#### Çözülecek Sorular
(1) Anayasa değişikliği paketini anlatan yazıya göre AKP zihniyeti Anayasa'da yapılacak değişiklikleri önce kime ısmarlamıştı?
(2) Anayasa değişikliği paketini anlatan yazıyı son cümlesinden sonra sürdürün.

#### Gösterilen Metin
+---+
Değerli okurlarım, hatırlarsınız Anayasa'da yapılacak değişiklikleri önce Prof. Dr. Zafer Üskül'e daha sonra Prof. Dr. Ergun Özbudun ve ekibine (!) ısmarlayan AKP zihniyeti, zaman zaman ortaya atılan Anayasa taslaklarıyla gündeme gelmişti.
İşte o tarihlerde kamuoyunu uzun süre meşgul eden ve ülkede gerginlik yaratan Anayasa değişikliği paketinin içeriğine birkaç örnek:
· Anayasa'nın 42. maddesinin 1. paragrafında yer alan "kimse, eğitim ve öğretim hakkından yoksun bırakılamaz" ifadesi, düzenlemeye göre "kimse, eğitim ve öğrenim hakkından, kılık-kıyafet nedeniyle alıkonulamaz" olarak değiştiriliyor.
Ayrıca, "eğitim-öğrenim kurumlarında kılık-kıyafet serbesttir" ifadesi bir seçenek olarak sunuluyor.
· Anayasa'nın din ve vicdan hürriyeti başlıklı maddesinden 14. maddeye atıfta bulunan hükmün çıkarılması öngörülüyor. Böylelikle ibadet, dini ayin ve törenlerin demokratik ve laik Cumhuriyeti ortadan kaldırmaya dönük faaliyetler biçiminde yapılamayacağına" dair anayasal engel ortadan kaldırılmış oluyor.
· Yine Anayasa'nın 42. maddesinin 9. paragrafında yer alan "Türkçe'den başka hiçbir dil, eğitim ve öğretim kurumlarında Türk vatandaşlarına ana dilleri olarak okutulamaz ve öğretilemez" hükmü yeni düzenlemeye göre "eğitim ve öğretim dili Türkçe'dir. Türkçe'den başka dillerde eğitim demokratik toplum düzeninin gereklerine uygun olarak kanunla düzenlenir" şekline getiriliyor.
+---+
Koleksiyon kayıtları

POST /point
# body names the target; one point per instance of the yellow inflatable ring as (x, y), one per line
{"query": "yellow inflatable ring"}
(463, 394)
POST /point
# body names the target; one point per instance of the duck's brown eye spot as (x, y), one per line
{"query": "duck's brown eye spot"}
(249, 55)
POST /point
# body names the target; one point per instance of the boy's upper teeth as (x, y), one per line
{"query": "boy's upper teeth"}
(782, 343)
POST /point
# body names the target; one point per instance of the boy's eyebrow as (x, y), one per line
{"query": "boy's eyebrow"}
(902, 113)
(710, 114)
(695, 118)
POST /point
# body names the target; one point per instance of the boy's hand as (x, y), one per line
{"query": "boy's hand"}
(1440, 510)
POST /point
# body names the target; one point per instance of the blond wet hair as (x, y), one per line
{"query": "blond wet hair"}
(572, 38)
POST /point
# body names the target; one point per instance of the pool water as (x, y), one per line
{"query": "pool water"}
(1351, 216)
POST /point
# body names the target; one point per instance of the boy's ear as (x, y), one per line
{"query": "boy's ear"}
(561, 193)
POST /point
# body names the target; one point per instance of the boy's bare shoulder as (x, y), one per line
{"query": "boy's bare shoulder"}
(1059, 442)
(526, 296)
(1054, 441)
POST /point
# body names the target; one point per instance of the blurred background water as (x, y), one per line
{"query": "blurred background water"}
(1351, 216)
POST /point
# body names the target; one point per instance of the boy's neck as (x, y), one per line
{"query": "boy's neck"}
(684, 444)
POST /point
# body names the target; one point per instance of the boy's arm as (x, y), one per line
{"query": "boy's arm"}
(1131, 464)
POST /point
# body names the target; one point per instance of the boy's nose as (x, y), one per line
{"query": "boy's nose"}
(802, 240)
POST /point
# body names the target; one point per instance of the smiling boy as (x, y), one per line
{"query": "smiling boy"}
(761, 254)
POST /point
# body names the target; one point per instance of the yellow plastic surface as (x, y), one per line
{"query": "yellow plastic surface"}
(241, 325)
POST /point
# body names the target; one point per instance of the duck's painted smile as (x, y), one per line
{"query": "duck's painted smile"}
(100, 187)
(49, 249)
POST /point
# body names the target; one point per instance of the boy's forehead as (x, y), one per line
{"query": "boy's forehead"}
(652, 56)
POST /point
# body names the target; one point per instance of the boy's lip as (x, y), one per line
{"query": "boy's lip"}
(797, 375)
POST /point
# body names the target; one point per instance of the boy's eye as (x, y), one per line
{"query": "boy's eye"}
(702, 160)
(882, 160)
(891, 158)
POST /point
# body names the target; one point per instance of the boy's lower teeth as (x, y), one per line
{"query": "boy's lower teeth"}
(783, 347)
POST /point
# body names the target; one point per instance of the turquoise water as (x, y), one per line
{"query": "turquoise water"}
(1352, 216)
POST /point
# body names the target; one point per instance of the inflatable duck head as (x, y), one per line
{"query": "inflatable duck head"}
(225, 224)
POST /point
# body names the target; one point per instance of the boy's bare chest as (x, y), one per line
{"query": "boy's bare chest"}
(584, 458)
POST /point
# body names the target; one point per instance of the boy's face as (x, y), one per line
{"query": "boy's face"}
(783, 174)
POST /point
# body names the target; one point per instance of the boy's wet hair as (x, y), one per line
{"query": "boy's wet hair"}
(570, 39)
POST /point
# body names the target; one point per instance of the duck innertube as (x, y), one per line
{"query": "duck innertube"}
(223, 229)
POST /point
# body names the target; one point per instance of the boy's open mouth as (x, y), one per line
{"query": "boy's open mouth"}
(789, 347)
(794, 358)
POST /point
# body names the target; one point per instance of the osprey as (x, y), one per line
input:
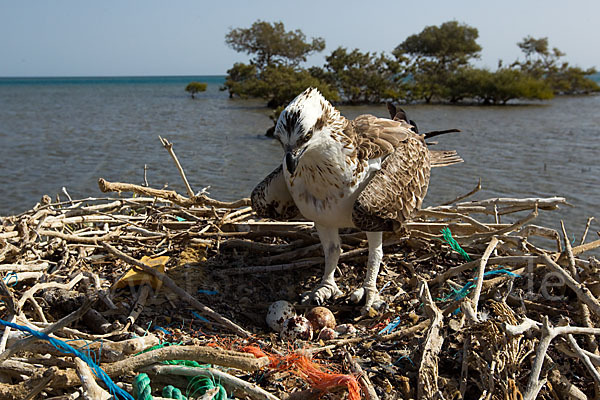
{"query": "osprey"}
(369, 173)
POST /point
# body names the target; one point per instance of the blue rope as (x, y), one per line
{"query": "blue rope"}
(114, 390)
(460, 294)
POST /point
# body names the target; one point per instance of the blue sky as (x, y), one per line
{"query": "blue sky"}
(124, 38)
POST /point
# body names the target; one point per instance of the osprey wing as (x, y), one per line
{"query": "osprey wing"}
(272, 199)
(377, 137)
(399, 187)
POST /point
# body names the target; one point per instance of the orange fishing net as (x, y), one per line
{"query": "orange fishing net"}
(315, 374)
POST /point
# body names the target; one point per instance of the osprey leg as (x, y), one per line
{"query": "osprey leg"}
(330, 239)
(369, 288)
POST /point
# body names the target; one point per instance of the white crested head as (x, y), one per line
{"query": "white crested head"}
(305, 119)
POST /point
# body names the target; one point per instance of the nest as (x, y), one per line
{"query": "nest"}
(501, 309)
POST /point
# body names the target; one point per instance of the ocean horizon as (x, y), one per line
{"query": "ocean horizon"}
(67, 132)
(211, 79)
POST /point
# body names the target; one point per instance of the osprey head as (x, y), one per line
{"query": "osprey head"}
(302, 123)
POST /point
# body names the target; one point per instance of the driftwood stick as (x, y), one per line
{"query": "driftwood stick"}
(91, 389)
(202, 354)
(587, 228)
(534, 385)
(428, 370)
(481, 270)
(170, 195)
(564, 388)
(168, 282)
(582, 292)
(584, 358)
(464, 196)
(169, 147)
(138, 307)
(22, 344)
(42, 383)
(231, 383)
(570, 256)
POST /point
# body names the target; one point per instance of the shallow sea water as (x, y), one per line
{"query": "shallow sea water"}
(70, 132)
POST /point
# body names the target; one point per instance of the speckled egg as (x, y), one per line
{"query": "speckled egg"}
(346, 329)
(297, 327)
(321, 317)
(279, 312)
(327, 334)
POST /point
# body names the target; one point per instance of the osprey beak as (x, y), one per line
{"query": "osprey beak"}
(291, 162)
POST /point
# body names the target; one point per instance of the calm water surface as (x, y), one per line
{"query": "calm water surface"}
(70, 132)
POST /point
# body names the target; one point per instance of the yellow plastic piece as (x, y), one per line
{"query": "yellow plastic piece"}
(135, 277)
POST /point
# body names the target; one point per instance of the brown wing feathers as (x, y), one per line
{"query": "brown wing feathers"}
(399, 187)
(396, 190)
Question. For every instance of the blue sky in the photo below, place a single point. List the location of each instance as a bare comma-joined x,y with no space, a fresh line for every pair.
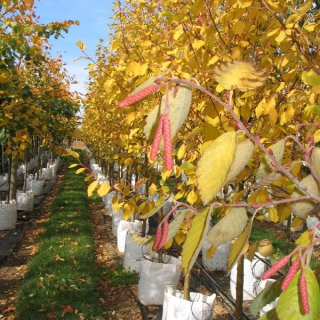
94,17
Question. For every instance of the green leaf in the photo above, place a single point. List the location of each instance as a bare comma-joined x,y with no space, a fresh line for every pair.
103,189
269,294
270,315
195,238
289,304
80,170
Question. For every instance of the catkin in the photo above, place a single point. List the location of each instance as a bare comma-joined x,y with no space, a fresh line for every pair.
304,294
291,273
276,267
138,96
167,143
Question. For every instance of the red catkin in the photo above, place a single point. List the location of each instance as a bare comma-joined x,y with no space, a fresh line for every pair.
167,143
156,140
157,239
138,96
291,273
164,236
304,294
276,267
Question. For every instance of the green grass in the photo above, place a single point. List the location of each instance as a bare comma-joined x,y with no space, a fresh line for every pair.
63,272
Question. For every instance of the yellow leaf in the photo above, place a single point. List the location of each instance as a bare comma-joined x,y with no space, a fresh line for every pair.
88,177
242,156
103,189
229,227
211,251
73,165
239,245
152,189
137,69
194,240
81,45
80,170
181,152
273,214
92,186
214,165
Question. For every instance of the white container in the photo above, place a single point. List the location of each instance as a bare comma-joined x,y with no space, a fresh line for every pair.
37,187
25,200
4,186
155,276
123,228
176,308
135,250
8,215
47,173
218,261
116,218
252,272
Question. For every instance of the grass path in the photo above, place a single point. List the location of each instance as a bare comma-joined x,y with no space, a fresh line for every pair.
62,279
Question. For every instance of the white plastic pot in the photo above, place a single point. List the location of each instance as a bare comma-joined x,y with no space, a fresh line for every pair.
37,187
135,250
155,276
25,200
176,308
8,215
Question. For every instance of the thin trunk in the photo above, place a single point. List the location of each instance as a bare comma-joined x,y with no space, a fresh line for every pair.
239,289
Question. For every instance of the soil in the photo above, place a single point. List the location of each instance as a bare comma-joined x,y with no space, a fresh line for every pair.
118,303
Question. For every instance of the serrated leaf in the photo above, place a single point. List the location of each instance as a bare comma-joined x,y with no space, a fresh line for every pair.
187,166
237,248
80,170
103,189
242,156
214,165
73,165
152,189
302,208
293,310
266,296
195,239
92,186
181,152
238,74
265,167
192,197
229,227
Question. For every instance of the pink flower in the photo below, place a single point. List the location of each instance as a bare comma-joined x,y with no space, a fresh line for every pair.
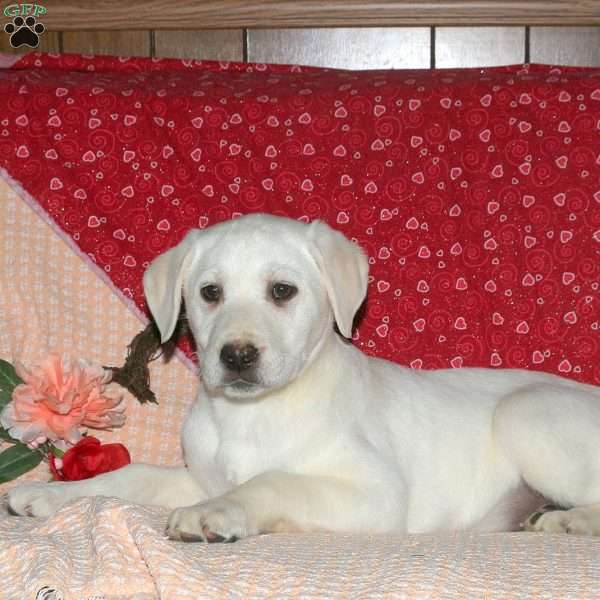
56,398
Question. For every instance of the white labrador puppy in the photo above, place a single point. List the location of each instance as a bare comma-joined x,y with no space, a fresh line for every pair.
294,429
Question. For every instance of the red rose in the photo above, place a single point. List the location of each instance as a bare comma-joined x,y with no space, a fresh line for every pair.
88,458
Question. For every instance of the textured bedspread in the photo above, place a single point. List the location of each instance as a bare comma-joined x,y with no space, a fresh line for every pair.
103,548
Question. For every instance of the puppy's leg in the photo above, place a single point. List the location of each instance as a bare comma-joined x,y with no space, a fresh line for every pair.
277,501
145,484
550,432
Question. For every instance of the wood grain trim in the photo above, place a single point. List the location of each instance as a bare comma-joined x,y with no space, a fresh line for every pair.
82,15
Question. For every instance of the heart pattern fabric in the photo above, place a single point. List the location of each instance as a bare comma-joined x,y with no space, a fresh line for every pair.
+---+
#### Çözülmüş Görevler
(1) Prof. Dr. Zafer Üskül'e.

(2)
· Gençliğin korunmasıyla ilgili Anayasa'nın 58. maddesinin 1. paragrafında: "Devlet, istiklal ve Cumhuriyetimizin emanet edildiği gençlerin müspet ilim ışığında, Atatürk ilke ve inkılapları doğrultusunda ve devletin ülkesi ve milletiyle bölünmez bütünlüğünü ortadan kaldırmayı amaç edinen görüşlere karşı yetişme ve gelişmelerini sağlayıcı tedbirler alır." hükmünden yeni düzenlemede "Atatürk ilke ve inkılapları doğrultusunda" ifadesi kaldırılıyor.
· Muhalefetin 110 milletvekili imzası olmadan Anayasa Mahkemesi'ne gidemeyeceği hükmü getirilmek isteniyor.
Değerli okurlarım, başta CHP olmak üzere ülkenin gerçek aydın ve düşünürleri ve duyarlı halkın tepkisi sayesinde bu Anayasa değişikliği paketi gündemden kalkmıştı.
* * *
Ancak bugün tekrar Anayasa değişikliği gündeme geldi. Başbakan mart ayı sonuna kadar yeni Anayasa değişikliği paketini Meclis'e gönderileceğini söyledi.
Buna en çok sevinen, eski Adalet Bakanı, TBMM Başkanı Mehmet Ali Şahin oldu.
Şahin, "Bu teklifin başkanlığımıza verilmesini sabırsızlıkla bekliyorum" dedi.
İşte Şahin'in "taraf" olarak sabırsızlıkla beklediği anayasa değişikliği;
· HSYK'nın üye sayısı 7'den 21'e yükseltilecek. Kararları yargı denetimine açılacak,
· Anayasa Mahkemesi'nin üye sayısı arttırılacak ve üyelerin bir bölümü Meclis tarafından seçilecek,
· Askeri yargının askeri mahalde işlenen tüm suçlarda yetkili olduğu tanımı kalkacak,
· Parti kapatmayla ilgili iddianame Meclis'te oylanacak,
· YAŞ kararları da yargı denetimine açılacak.
Değerli okurlarım, AKP hem dün hem bugün ortaya koyduğu düşünceleri anayasal güce kavuşturarak daha rahat hareket etmeyi planlıyor.
Böylelikle yargı da Anayasa da etkisiz hale gelmiş olacak.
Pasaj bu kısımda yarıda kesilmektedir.